Provided records »
+-------+
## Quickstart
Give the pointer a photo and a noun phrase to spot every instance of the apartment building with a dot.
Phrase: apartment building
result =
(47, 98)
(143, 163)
+-------+
Could you output every entry above exactly as it stands?

Task response »
## Quickstart
Give the pointer a photo and a noun phrase to spot every instance of the apartment building with a dot.
Phrase: apartment building
result =
(47, 98)
(143, 163)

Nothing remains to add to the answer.